Directive = Continue the court opinion on admitting the witness statements, picking up after its last sentence.

Text extract =
- - - - -

The Court also finds that Mr. Lewis’ statement could have been arguably used to impeach him pursuant to Rule 613 of the F.R.E. The Court in U.S. v. Rogers, 549 F.2d 490, 495 (8th Cir. 1976), held that in view of the surrounding circumstances, the trial Court could well have inferred that the witness was fully aware of the content of his prior statement and, therefore, the prior statement was inconsistent with his denial of memory at trial and was admissible to attack the credibility of the witness. The Court in that case also observed that the trial Judge should have considerable discretion to determine whether evasive answers are inconsistent with positive assertions of an extrajudicial nature previously given. Id. The foundational prerequisites were present so that Defendant was not prejudiced because Mr. Lewis was afforded an opportunity to explain or deny his prior statements and Defendant had the opportunity to cross-examine Mr. Lewis regarding his recollection of the incident. Defendant’s Motion for Judgment of Acquittal, p. 6. Also, the fact “that a witness later disowns a prior statement is not, in itself, grounds for it to be simply discarded. Rather, the prior inconsistent *54statement presents a credibility issue which is more properly put to the jury.” Williams v. Government of the Virgin Islands, 271 F. Supp. 2d 696, 707 (D.V.I. 2003). Mr. Lewis not only renounced his prior statement, but insisted that he fully remembered the events of the day of the stabbing. The Court therefore finds that Mr. Lewis’ statement, although admissible as a past recollection recorded, could have also been properly admitted as a prior inconsistent statement.

d. Ms. Kijah Todman

Defendant submits that Ms. Todman’s statement was improperly admitted because it did not correctly reflect her memory at the time it was made. Again, the recorded recollection exception to the hearsay rule is applicable in a situation, such as this, where the witness on the stand made a record concerning a matter about which the witness once had knowledge, but at the time of testifying is unable to recall. Ms. Todman was a student and present at the time of the stabbing and testified that she did not recall the events that day. She used the memorandum to attempt to refresh her recollection, but still did not remember the facts or the event and relied on the recitation of the facts or event appearing in the statement. Ms. Todman identified the signature on the statement as hers and did testify that she spoke with a police officer soon after the incident. Again, these facts warrant the inference that Ms. Todman made the statement to the detective at a time when she was capable of recalling the event and that it accurately reflected her knowledge at the time. The Court thus finds that Ms. Todman’s statement was properly admitted under the “past recollection recorded” exception to the hearsay rule.

- - - - -

Listed records =

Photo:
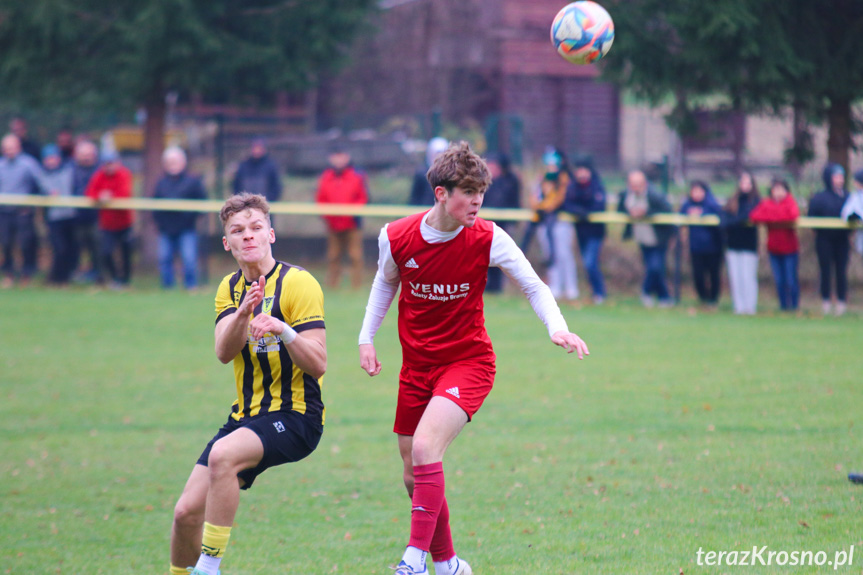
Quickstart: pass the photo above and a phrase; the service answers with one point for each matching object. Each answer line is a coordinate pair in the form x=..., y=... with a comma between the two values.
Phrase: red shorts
x=465, y=383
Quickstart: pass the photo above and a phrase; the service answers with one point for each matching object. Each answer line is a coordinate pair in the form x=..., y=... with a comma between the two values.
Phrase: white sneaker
x=463, y=568
x=405, y=569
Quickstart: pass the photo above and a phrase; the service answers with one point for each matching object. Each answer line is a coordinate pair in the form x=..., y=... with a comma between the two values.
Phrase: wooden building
x=486, y=61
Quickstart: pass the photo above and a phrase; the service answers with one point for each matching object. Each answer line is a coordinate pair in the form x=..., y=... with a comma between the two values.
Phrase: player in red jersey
x=440, y=258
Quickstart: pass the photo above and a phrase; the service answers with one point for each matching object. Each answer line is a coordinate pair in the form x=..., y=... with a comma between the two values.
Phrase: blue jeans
x=785, y=275
x=654, y=272
x=186, y=245
x=590, y=249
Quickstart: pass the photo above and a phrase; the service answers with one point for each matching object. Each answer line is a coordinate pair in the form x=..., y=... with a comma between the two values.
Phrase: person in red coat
x=341, y=183
x=112, y=181
x=779, y=212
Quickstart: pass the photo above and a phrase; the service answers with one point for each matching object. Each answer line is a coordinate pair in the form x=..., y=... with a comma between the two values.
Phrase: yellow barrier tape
x=375, y=211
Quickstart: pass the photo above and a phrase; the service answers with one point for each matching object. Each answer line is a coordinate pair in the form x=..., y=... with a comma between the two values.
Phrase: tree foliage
x=757, y=54
x=123, y=54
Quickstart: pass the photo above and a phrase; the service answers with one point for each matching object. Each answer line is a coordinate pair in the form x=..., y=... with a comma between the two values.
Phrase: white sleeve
x=506, y=255
x=384, y=289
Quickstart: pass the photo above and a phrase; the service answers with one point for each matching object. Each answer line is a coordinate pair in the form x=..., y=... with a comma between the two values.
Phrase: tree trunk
x=800, y=134
x=839, y=135
x=154, y=144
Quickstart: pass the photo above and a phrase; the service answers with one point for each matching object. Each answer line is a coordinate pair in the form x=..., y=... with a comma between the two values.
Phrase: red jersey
x=441, y=316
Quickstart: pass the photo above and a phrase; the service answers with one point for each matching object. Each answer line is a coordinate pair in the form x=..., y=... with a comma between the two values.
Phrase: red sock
x=441, y=545
x=427, y=501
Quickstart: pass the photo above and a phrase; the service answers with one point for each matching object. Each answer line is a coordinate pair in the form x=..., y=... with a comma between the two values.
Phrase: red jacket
x=118, y=185
x=779, y=217
x=345, y=187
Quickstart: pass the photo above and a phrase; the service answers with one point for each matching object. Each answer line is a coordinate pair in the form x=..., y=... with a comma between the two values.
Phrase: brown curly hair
x=459, y=167
x=241, y=203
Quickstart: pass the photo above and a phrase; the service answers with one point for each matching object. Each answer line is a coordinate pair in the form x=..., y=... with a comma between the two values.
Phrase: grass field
x=680, y=432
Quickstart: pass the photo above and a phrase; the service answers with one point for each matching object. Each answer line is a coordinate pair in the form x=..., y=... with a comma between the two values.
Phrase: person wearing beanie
x=556, y=237
x=58, y=178
x=19, y=175
x=741, y=255
x=779, y=212
x=178, y=235
x=112, y=181
x=342, y=183
x=504, y=192
x=584, y=196
x=258, y=173
x=421, y=192
x=705, y=243
x=832, y=245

- - - - -

Exercise output =
Because the record shows that the Government met the requirements to permit the witnesses to read their statements to the Jury, those statements were properly admitted under the “past recollection recorded” exception to the hearsay rule and did not constitute impermissible hearsay.

2. Inapplicability of Title 5 V.I.C § 2512

Defendant contends that the statements should not have been read to the jury because they were not statements under oath and no parent or guardian was present for those giving statements who were all minors at the time of the incident. Defendant’s Motion for Judgment of Acquittal, p. 6. In making such an argument, Defendant appears to be relying on *55Title 5, Section 2512, of the Virgin Islands Code, which addresses the admissibility of a child’s statement to law enforcement officers. That, section states:

[n]o admissions or statements of a child made while in custody to law enforcement officers or made ... during the processing of the case shall be admissible in evidence against the child unless the government proves to the court’s satisfaction the following: ... (c)that a parent or guardian ... was present at the interrogation when a statement was given.

This statute is not relevant to the instant matter because it applies to a minor who is taken into custody. The witnesses in this case were not arrested and taken into custody and their statements were voluntarily given to law enforcement about the crime they witnessed. Defendant appears to be confusing a custodial interrogation of a minor with a witness, who happens to be a minor, making a statement to law enforcement officers. Based on the facts of this case, there is no support for Defendant’s contention that a parent or guardian should have been present for those minors who gave statements to law enforcement in order for their statements to be admissible in Court.

3. Witnesses’ Statements are not Police Reports Within the Meaning of Rule 803(8) of the Federal Rules of Evidence.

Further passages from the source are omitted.